Victor Alves e Everton Torres perceberam que havia uma demanda no mercado e, em 2018, criaram a TGW, que fabrica e comercializa moda íntima, praia e fitness para mulheres trans e travestis em Blumenau (SC).
"Blumenau se tornou uma referência para pessoas trans com uma clínica voltada para esse público, que é reconhecida mundialmente. Então, percebemos a falta de oferta, porém uma grande demanda – não em termos de mercado, mas de necessidade. A mulher trans e travesti precisa poder comprar uma roupa íntima feita para o corpo dela, para que ela se sinta inserida na sociedade”, explica Everton.
Por serem dois homens cisgênero, eles precisaram de ajuda para confeccionar os produtos. “Tivemos uma ajuda dessa clínica que atende pessoas trans para fazermos peças que se adequam ao órgão. Dependendo da qualidade da calcinha, acaba machucando e inflamando”, conta Victor.

▶ **INSTRUÇÕES DAS TAREFAS**
1. Traduza para o inglês esta frase do texto sobre a TGW: "Por serem dois homens cisgênero, eles precisaram de ajuda para confeccionar os produtos."
2. Segundo o texto sobre a TGW, em que ano Victor Alves e Everton Torres criaram a empresa?
3. Escreva a continuação do texto sobre a TGW, começando logo após a última frase.

▶ **DADOS DE ENTRADA**
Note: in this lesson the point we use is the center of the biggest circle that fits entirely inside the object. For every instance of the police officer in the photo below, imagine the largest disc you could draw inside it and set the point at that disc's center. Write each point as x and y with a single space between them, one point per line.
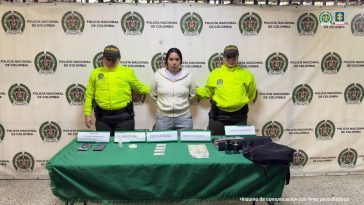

▶ **RESPOSTAS DOS EXERCÍCIOS**
1. Because they are two cisgender men, they needed help to make the products.

2. Em 2018.

3.
Hoje, na empresa, trabalham os dois sócios e uma revendedora que comercializa as peças nos Estados Unidos, além de um investidor anônimo. As vendas são feitas pelas redes sociais, e-commerce, Whatsapp e marketplaces. O carro-chefe, a calcinha, custa R$ 49,90. A dupla vende, em média, 100 pedidos por mês.
De olho na saúde
A saúde também é uma questão importante para o surgimento desses negócios. Em 2016, a empreendedora Silvana Bento criou a sua empresa, a Trucss, em São Paulo, a partir de um problema detectado no trabalho como técnica em hemoterapia. Observando as pacientes trans e travestis que chegavam aos hospitais, percebeu que muitas eram internadas para fazer cirurgia nos rins. Foi atrás de respostas e entendeu que o problema acontecia porque elas seguram a urina por muito tempo.
O motivo é explicado pela técnica da “aquendação”. Como geralmente ela é feita com cola ou fita, só se retira no banho, o que faz com que a pessoa passe muito tempo sem fazer xixi, e isso gera doenças do trato urinário.
Diante desse cenário, Silvana pegou tecido, linha e agulha e desenhou um protótipo de calcinha que, com um funil entre as pernas, simula a técnica da ‘aquendação’. Assim, a pessoa pode ir ao banheiro quando der vontade, sem grandes transtornos. Silvana entrou com o processo de patente em 2016, mas a aprovação pelo Instituto Nacional de Propriedade Industrial (INPI) leva em média seis anos para a concessão. Há casos em que os inventores tiveram que esperar mais de 10 anos.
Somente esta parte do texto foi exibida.